* _SELECTED TEXT_:
>>>>
Phu Hin Rong Kla National Park

Phu Hin Rong Kla National Park is a national park located in the Loei, Phitsanulok and Phetchabun Provinces of Thailand. The protected area is located in the forested mountains of the Luang Prabang Range close to the border with Laos and is part of the Luang Prabang montane rain forests ecoregion.[1] The park is the base of operations of the long fight of Thai combatant in communist war of Thailand.

Phu Hin Rong Kla National Park
IUCN category II (national park)
Location within Thailand
LocationLoei, Phitsanulok and Phetchabun Provinces, Thailand
Coordinates16°58′36″N 101°02′24″E
Area307 km2
Established1984
Visitors131,472 (in 2007)

Topography

The park landscape is generally dominated by mountainous terrain. The northern part of the park stretches to the border with Laos. The southern part of the park extends into the Phetchabun Province. Mountain peaks include Phu Phang Ma, Phu Lom Lo and Phu Hin Rong Kla. The second tallest is Phu Lomlo at an elevation of 1,664 meters. Within the park are the sources of the Mueat Don and Luang Yai Rivers.[2]

History

In 1968 - 1982, Phuhinrongkla or Phurongkla is a dense jungle and the red area because it is a battle field between Communist of Thailand party and Security Forces. At the end of the fight, there was no winner because the Security Force announced a temporary policy. They gave a chance to students and people who escaped into the jungle come back to the city and help them develop the country.[3]

Climate

The park is generally cool all year round, with temperatures rarely rising above 25° Celsius. The temperature occasionally drops below freezing.[2]

Forest

The park has mixed deciduous, dry dipterocarp, hill evergreen and pine forests.[2]

Dry Dipterocarp Forest[4]

The lower Mekong Dry Forest Ecoregion is characterized by a mosaic of habitats. The main forest type is deciduous forest. On higher quality soils or at higher elevation, areas of mixed deciduous forest and semi-evergreen forest occur. This mosaic of forest type is one of the reasons why such a large quantity and diversity of species are home to this landscape - the diverse forest patches act as key resource areas and refugia for a lot of wildlife.
<<<<
* _DATA SHOWN_:
>>>>
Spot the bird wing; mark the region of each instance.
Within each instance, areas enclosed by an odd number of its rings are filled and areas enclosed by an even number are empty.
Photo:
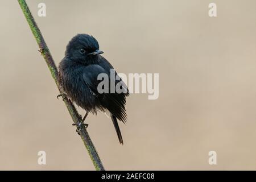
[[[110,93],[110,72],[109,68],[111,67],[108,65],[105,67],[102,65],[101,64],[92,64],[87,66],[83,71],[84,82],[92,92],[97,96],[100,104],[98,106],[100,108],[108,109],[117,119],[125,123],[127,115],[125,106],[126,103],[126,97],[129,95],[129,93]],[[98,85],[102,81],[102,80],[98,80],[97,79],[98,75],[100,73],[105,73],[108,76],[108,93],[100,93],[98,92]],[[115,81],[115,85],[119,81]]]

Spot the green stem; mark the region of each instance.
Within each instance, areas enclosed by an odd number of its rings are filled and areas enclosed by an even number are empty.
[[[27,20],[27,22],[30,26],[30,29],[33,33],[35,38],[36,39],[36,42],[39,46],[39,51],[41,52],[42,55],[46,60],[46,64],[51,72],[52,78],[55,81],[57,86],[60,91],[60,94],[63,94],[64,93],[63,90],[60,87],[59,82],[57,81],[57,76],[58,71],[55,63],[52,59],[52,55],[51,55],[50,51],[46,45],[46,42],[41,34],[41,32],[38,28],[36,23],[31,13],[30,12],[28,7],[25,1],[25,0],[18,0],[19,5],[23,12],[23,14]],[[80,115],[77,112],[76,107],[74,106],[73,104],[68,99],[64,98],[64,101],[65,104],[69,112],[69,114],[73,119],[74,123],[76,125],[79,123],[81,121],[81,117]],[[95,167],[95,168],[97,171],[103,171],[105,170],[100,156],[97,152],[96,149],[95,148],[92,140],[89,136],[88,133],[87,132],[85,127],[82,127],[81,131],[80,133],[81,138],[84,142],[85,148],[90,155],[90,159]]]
<<<<
>>>>
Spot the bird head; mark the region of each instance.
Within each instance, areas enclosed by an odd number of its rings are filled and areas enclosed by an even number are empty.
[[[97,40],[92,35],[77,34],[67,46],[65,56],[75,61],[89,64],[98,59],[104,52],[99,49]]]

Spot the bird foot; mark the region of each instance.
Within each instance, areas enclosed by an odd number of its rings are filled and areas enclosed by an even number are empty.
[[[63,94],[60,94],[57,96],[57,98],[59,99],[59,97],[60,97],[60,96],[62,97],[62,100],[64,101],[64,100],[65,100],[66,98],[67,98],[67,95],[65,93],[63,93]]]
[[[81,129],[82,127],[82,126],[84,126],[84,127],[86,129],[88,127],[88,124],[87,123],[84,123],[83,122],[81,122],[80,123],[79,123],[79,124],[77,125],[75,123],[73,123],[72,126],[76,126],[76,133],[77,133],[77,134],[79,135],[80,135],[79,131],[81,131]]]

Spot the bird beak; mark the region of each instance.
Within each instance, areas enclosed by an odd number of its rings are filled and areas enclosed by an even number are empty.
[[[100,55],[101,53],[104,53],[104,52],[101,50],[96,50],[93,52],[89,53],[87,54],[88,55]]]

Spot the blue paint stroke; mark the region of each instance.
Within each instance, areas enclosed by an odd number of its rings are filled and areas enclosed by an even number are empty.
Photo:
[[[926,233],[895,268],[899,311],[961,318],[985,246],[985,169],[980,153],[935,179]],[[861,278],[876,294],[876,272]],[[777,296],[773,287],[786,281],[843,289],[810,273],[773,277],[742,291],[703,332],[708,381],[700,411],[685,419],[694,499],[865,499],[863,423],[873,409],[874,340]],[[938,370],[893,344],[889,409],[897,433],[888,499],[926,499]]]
<<<<
* _BRIEF 1_:
According to the article on Phu Hin Rong Kla National Park, which forest types does the park have?
* _BRIEF 2_:
In the article on Phu Hin Rong Kla National Park, write out word for word the part that begins at the words "Dry Dipterocarp Forest[4]" and ends after "lot of wildlife.".

* _REPLY 1_:
Mixed deciduous, dry dipterocarp, hill evergreen and pine forests.

* _REPLY 2_:
Dry Dipterocarp Forest[4]

The lower Mekong Dry Forest Ecoregion is characterized by a mosaic of habitats. The main forest type is deciduous forest. On higher quality soils or at higher elevation, areas of mixed deciduous forest and semi-evergreen forest occur. This mosaic of forest type is one of the reasons why such a large quantity and diversity of species are home to this landscape - the diverse forest patches act as key resource areas and refugia for a lot of wildlife.